**WRITTEN INSTRUCTION:** Put every line of the material below into a JSON list of strings, one string per line, leaving out blank lines and the pictures.

######

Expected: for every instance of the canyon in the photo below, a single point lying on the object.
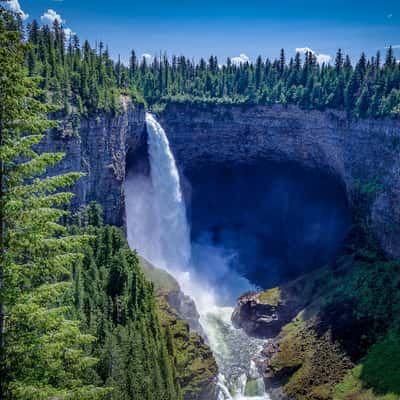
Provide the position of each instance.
(348, 152)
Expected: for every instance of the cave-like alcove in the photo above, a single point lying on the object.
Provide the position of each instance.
(281, 220)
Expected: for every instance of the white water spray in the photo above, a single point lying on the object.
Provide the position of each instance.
(158, 230)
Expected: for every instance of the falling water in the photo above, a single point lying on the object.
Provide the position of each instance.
(158, 229)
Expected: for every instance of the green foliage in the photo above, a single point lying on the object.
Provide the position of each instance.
(42, 351)
(90, 81)
(117, 305)
(377, 377)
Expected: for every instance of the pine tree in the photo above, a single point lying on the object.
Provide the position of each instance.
(41, 351)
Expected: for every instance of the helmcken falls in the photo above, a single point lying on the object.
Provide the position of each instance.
(159, 230)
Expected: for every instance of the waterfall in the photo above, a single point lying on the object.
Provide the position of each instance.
(158, 229)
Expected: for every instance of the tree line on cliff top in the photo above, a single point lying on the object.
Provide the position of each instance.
(78, 319)
(86, 79)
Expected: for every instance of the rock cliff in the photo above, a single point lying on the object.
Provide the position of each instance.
(353, 151)
(99, 148)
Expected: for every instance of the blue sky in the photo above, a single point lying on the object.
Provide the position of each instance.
(228, 28)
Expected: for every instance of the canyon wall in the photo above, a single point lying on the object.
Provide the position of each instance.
(354, 151)
(99, 150)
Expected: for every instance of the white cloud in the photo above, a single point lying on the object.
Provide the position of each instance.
(148, 57)
(241, 59)
(50, 16)
(68, 33)
(14, 6)
(321, 58)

######

**COMPLETED EXERCISE:**
[
  "Expected: for every instance of the canyon in the photo below, a single point lying on the object.",
  "Provide the position of each instance.",
  "(348, 152)",
  "Expected: for every instance of the cave-like alcove in the photo above, a single point lying on the object.",
  "Provide the position of each instance.",
  "(281, 220)",
  "Expected: for every instance of the white water spray in the photo above, a single point lying on the object.",
  "Provide the position of each instance.",
  "(158, 230)",
  "Expected: for every instance of the falling water in the photo above, a single point lying on the object.",
  "Provide the position of each instance.",
  "(158, 229)",
  "Expected: for every instance of the green foliage in the photo above, a single point lying on the object.",
  "Provide the position of each instance.",
  "(42, 351)",
  "(90, 81)",
  "(117, 305)",
  "(377, 377)",
  "Expected: for every instance of the pine tree in the photo above, a single point lying on the object.",
  "Provide the position of each instance.",
  "(41, 351)",
  "Expected: for every instance of the helmcken falls in the photo above, a single point lying on the object.",
  "Provide the position of each instance.",
  "(159, 230)",
  "Expected: for every instance of the waterfall in the photo above, a single point lying on the object.",
  "Provide the position of each instance.",
  "(158, 229)",
  "Expected: for every instance of the tree line on cliff top in the photo above, a single point lying on the object.",
  "Provide the position of each instance.",
  "(78, 319)",
  "(86, 79)",
  "Expected: for every instance of the rock cliff in the photo above, a single point lying on the object.",
  "Provide the position of each instance.",
  "(353, 151)",
  "(99, 148)",
  "Expected: for every instance of the blue sky in the photo above, a single point lying on the object.",
  "Provide the position of each instance.",
  "(228, 28)",
  "Expected: for every instance of the canyon wall in the photo above, a single point lying on the object.",
  "Provide the position of each instance.",
  "(354, 151)",
  "(99, 150)",
  "Expected: for every instance of the white cloud in the photo above, a single point lying on the object.",
  "Provide the position of each instance.",
  "(148, 57)",
  "(241, 59)",
  "(50, 16)",
  "(68, 33)",
  "(14, 6)",
  "(321, 58)"
]